▶ WORK INSTRUCTION
Search the records for the string "bare" and return each line that has it.

▶ DATA SUPPLIED
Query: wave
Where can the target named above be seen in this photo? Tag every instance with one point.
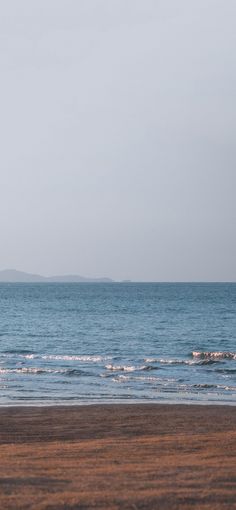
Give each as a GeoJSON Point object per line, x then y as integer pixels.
{"type": "Point", "coordinates": [128, 368]}
{"type": "Point", "coordinates": [179, 361]}
{"type": "Point", "coordinates": [39, 371]}
{"type": "Point", "coordinates": [85, 358]}
{"type": "Point", "coordinates": [57, 357]}
{"type": "Point", "coordinates": [214, 356]}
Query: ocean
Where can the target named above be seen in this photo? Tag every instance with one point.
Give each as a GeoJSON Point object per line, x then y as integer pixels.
{"type": "Point", "coordinates": [118, 342]}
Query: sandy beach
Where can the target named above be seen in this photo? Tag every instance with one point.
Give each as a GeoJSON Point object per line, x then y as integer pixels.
{"type": "Point", "coordinates": [118, 457]}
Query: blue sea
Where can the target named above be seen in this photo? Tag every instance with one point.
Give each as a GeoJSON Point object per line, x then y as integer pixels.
{"type": "Point", "coordinates": [121, 342]}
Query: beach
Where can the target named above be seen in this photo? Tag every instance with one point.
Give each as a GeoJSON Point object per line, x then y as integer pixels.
{"type": "Point", "coordinates": [122, 456]}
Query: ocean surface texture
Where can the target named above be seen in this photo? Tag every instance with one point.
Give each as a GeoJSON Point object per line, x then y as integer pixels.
{"type": "Point", "coordinates": [85, 343]}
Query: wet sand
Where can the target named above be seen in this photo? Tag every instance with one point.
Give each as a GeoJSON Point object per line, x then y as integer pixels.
{"type": "Point", "coordinates": [118, 457]}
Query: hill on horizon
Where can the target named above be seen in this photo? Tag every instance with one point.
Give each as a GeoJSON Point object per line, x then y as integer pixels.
{"type": "Point", "coordinates": [14, 276]}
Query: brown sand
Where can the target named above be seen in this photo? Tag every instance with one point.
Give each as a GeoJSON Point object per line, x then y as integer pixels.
{"type": "Point", "coordinates": [118, 457]}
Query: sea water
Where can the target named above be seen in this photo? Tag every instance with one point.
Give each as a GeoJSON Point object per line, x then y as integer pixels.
{"type": "Point", "coordinates": [117, 342]}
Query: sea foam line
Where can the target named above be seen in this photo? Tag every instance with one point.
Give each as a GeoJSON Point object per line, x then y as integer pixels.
{"type": "Point", "coordinates": [211, 355]}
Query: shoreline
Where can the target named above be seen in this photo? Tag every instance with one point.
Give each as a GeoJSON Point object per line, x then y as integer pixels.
{"type": "Point", "coordinates": [118, 456]}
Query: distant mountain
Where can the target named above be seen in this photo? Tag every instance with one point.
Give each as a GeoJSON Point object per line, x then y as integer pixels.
{"type": "Point", "coordinates": [13, 276]}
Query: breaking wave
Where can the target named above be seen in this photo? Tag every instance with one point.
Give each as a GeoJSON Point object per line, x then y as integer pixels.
{"type": "Point", "coordinates": [128, 368]}
{"type": "Point", "coordinates": [214, 356]}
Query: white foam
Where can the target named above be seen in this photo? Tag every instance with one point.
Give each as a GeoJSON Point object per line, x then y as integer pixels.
{"type": "Point", "coordinates": [126, 368]}
{"type": "Point", "coordinates": [217, 355]}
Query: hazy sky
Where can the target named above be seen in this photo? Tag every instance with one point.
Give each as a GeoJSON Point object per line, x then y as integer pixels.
{"type": "Point", "coordinates": [118, 127]}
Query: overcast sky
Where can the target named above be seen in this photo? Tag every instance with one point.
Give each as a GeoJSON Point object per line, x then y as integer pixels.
{"type": "Point", "coordinates": [118, 125]}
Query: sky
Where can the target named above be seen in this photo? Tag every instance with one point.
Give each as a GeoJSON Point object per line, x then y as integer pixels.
{"type": "Point", "coordinates": [117, 127]}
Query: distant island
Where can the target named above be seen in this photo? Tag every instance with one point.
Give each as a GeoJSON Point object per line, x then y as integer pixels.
{"type": "Point", "coordinates": [14, 276]}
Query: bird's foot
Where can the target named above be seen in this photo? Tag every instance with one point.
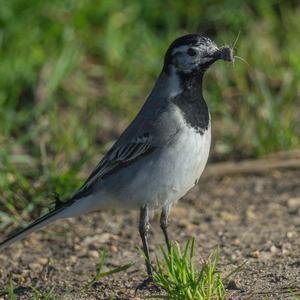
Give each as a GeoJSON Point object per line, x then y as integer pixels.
{"type": "Point", "coordinates": [148, 284]}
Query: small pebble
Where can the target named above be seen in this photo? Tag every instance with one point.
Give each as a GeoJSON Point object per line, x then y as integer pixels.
{"type": "Point", "coordinates": [42, 260]}
{"type": "Point", "coordinates": [114, 248]}
{"type": "Point", "coordinates": [294, 203]}
{"type": "Point", "coordinates": [93, 254]}
{"type": "Point", "coordinates": [35, 266]}
{"type": "Point", "coordinates": [255, 254]}
{"type": "Point", "coordinates": [73, 259]}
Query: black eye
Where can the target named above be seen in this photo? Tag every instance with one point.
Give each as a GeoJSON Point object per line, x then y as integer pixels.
{"type": "Point", "coordinates": [191, 52]}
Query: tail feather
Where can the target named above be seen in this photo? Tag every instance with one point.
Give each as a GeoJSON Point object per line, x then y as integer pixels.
{"type": "Point", "coordinates": [34, 226]}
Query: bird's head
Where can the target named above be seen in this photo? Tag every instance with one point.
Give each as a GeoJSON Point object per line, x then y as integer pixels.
{"type": "Point", "coordinates": [193, 54]}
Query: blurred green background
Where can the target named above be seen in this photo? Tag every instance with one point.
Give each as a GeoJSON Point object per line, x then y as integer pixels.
{"type": "Point", "coordinates": [74, 73]}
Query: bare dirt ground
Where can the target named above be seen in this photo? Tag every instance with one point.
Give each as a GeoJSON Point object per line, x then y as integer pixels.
{"type": "Point", "coordinates": [253, 216]}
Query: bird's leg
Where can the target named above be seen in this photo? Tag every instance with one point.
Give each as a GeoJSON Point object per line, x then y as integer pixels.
{"type": "Point", "coordinates": [164, 225]}
{"type": "Point", "coordinates": [144, 227]}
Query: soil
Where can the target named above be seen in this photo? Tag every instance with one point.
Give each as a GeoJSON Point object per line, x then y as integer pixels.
{"type": "Point", "coordinates": [253, 217]}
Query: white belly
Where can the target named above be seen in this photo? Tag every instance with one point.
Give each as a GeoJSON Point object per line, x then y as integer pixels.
{"type": "Point", "coordinates": [163, 177]}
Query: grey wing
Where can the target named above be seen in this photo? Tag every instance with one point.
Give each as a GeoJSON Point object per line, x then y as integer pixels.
{"type": "Point", "coordinates": [118, 157]}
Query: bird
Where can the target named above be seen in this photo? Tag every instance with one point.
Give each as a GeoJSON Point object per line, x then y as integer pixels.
{"type": "Point", "coordinates": [162, 153]}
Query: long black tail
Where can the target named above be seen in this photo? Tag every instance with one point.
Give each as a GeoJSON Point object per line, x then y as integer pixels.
{"type": "Point", "coordinates": [34, 226]}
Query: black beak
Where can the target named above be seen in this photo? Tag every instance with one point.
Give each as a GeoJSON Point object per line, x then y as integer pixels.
{"type": "Point", "coordinates": [225, 53]}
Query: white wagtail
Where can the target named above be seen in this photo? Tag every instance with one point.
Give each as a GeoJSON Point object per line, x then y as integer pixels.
{"type": "Point", "coordinates": [162, 153]}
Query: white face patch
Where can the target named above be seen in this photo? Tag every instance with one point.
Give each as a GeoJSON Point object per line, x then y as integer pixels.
{"type": "Point", "coordinates": [173, 87]}
{"type": "Point", "coordinates": [187, 63]}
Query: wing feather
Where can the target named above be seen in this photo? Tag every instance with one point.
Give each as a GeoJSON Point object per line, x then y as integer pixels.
{"type": "Point", "coordinates": [117, 157]}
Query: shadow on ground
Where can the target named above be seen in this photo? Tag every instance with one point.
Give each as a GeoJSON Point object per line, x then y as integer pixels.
{"type": "Point", "coordinates": [253, 218]}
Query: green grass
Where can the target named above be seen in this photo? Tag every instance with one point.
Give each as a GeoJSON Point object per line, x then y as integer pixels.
{"type": "Point", "coordinates": [71, 71]}
{"type": "Point", "coordinates": [178, 275]}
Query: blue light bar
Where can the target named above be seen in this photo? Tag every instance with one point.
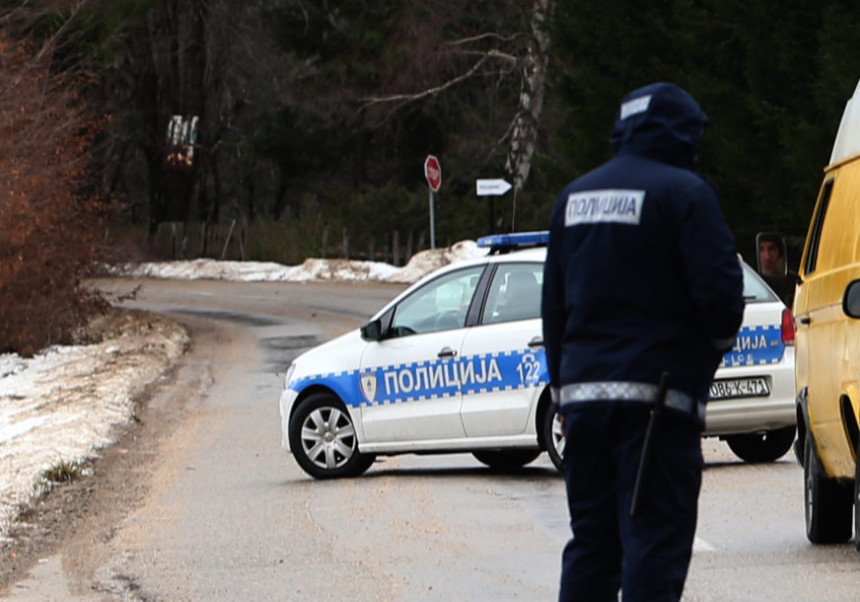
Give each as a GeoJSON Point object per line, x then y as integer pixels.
{"type": "Point", "coordinates": [519, 240]}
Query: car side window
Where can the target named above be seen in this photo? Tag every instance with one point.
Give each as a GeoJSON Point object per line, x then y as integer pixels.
{"type": "Point", "coordinates": [514, 293]}
{"type": "Point", "coordinates": [441, 304]}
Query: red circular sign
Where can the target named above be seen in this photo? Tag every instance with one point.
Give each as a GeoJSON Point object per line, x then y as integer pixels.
{"type": "Point", "coordinates": [433, 172]}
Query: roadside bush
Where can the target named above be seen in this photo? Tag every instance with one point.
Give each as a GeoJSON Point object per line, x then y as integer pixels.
{"type": "Point", "coordinates": [47, 243]}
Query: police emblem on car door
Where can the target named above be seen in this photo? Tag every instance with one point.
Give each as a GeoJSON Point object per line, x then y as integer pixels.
{"type": "Point", "coordinates": [411, 380]}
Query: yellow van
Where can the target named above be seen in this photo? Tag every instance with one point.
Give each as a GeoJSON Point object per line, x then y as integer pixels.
{"type": "Point", "coordinates": [827, 365]}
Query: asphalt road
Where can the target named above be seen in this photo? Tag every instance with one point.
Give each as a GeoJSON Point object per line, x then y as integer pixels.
{"type": "Point", "coordinates": [228, 515]}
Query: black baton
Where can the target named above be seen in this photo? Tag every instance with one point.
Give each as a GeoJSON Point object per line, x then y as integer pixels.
{"type": "Point", "coordinates": [645, 459]}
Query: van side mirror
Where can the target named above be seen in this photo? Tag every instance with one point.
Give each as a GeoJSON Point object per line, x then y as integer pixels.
{"type": "Point", "coordinates": [851, 300]}
{"type": "Point", "coordinates": [771, 254]}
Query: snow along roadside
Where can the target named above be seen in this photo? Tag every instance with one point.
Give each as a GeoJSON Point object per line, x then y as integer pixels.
{"type": "Point", "coordinates": [62, 406]}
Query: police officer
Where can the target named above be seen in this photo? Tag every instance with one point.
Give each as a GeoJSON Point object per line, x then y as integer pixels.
{"type": "Point", "coordinates": [642, 277]}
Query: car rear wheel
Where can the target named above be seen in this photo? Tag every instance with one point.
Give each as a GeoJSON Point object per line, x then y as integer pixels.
{"type": "Point", "coordinates": [762, 447]}
{"type": "Point", "coordinates": [506, 459]}
{"type": "Point", "coordinates": [323, 440]}
{"type": "Point", "coordinates": [553, 437]}
{"type": "Point", "coordinates": [827, 503]}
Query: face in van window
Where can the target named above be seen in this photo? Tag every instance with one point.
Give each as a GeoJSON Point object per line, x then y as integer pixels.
{"type": "Point", "coordinates": [771, 257]}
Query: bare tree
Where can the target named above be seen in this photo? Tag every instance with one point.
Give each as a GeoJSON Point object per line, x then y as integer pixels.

▶ EXERCISE RESULT
Query: bare dirt ground
Query: bare tree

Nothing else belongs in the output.